[Given exercise] Copy the records below exactly as they appear, every line, with nothing changed.

⟨

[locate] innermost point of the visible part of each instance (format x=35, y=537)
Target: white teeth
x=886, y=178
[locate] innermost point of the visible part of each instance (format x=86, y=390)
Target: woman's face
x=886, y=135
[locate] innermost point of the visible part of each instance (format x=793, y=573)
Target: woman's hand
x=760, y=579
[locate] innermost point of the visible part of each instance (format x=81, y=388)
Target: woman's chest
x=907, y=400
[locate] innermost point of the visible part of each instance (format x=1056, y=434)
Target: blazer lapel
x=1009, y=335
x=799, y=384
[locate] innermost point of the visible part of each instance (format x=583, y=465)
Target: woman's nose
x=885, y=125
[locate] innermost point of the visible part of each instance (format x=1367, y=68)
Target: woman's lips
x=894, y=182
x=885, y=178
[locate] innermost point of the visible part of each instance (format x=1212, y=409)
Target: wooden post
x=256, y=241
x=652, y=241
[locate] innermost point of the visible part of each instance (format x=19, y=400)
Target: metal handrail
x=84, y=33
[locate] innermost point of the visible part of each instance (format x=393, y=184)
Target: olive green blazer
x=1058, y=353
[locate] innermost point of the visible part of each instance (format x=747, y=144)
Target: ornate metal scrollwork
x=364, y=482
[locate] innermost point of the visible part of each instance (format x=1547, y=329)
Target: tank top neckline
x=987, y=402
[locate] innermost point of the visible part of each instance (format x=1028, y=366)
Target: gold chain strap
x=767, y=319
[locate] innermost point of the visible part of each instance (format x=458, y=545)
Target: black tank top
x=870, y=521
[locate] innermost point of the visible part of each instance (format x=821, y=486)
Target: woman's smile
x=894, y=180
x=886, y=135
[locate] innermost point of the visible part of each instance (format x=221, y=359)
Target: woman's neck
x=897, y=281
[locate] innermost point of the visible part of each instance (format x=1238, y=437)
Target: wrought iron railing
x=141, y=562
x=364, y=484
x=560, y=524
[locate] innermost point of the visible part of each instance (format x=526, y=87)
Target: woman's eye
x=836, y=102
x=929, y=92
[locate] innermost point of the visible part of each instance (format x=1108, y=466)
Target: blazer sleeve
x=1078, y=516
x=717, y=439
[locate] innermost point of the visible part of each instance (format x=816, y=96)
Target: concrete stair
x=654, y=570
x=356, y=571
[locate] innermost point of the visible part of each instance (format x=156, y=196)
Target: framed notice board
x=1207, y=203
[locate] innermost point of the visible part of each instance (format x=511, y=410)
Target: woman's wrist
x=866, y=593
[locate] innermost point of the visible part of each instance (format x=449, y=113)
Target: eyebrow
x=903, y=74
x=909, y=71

⟩

[Answer to this problem]
[locate] innermost point of the visible part of each instance (format x=35, y=537)
Target: white teeth
x=886, y=178
[locate] innermost point of the visible part of each instance (format x=86, y=390)
Target: woman's face
x=886, y=135
[locate] innermost point of the visible part of each instance (format x=793, y=573)
Target: woman's hand
x=760, y=579
[locate] innermost point of the visible part of each instance (format x=81, y=388)
Target: woman's chest
x=907, y=400
[locate] innermost point of the visible part of each instance (format x=1056, y=434)
Target: blazer lapel
x=1009, y=335
x=799, y=384
[locate] innermost point of the visible part of each instance (format x=583, y=465)
Target: woman's nose
x=885, y=125
[locate] innermost point of the visible part of each instance (format x=1367, y=68)
Target: woman's lips
x=894, y=182
x=885, y=178
[locate] innermost point of the visible part of each instance (format x=1212, y=409)
Target: wooden post
x=256, y=241
x=652, y=241
[locate] innermost point of the visible part of each instance (format x=19, y=400)
Target: metal handrail
x=84, y=33
[locate] innermost point of the visible part of each instance (format x=393, y=184)
Target: olive green blazer
x=1058, y=353
[locate] innermost point of the visible part of each instance (format x=747, y=144)
Target: ornate metal scrollwork
x=364, y=482
[locate] innermost point of the visible part of each instance (format x=1547, y=329)
Target: tank top neckline
x=987, y=402
[locate] innermost point of the visible part of each instance (format x=1028, y=366)
Target: gold chain strap
x=767, y=319
[locate] innermost point of the visible part of each instance (format x=458, y=545)
Target: black tank top
x=870, y=521
[locate] innermost point of the visible part of each instance (format x=821, y=486)
Target: woman's smile
x=894, y=180
x=886, y=135
[locate] innermost point of the visible part of each instance (format x=221, y=359)
Target: woman's neck
x=897, y=281
[locate] innermost point of the visible part of each instance (format x=1238, y=437)
Target: wrought iron railing
x=141, y=562
x=364, y=484
x=560, y=524
[locate] innermost point of the visible part of each instance (format x=526, y=87)
Target: woman's eye
x=836, y=102
x=929, y=92
[locate] innermost point of the visible part of each instance (format x=1108, y=466)
Target: blazer sleeve
x=1078, y=516
x=717, y=439
[locate] innermost point of the visible part of each instance (format x=816, y=96)
Target: concrete stair
x=654, y=570
x=356, y=571
[locate] innermost point of the visible part of each instance (format x=156, y=196)
Target: framed notice board
x=1207, y=203
[locate] innermost point of the visible part of each instance (format x=511, y=410)
Target: woman's wrist
x=866, y=593
[locate] innermost point of the visible part of each instance (format x=449, y=113)
Target: eyebrow
x=903, y=74
x=909, y=71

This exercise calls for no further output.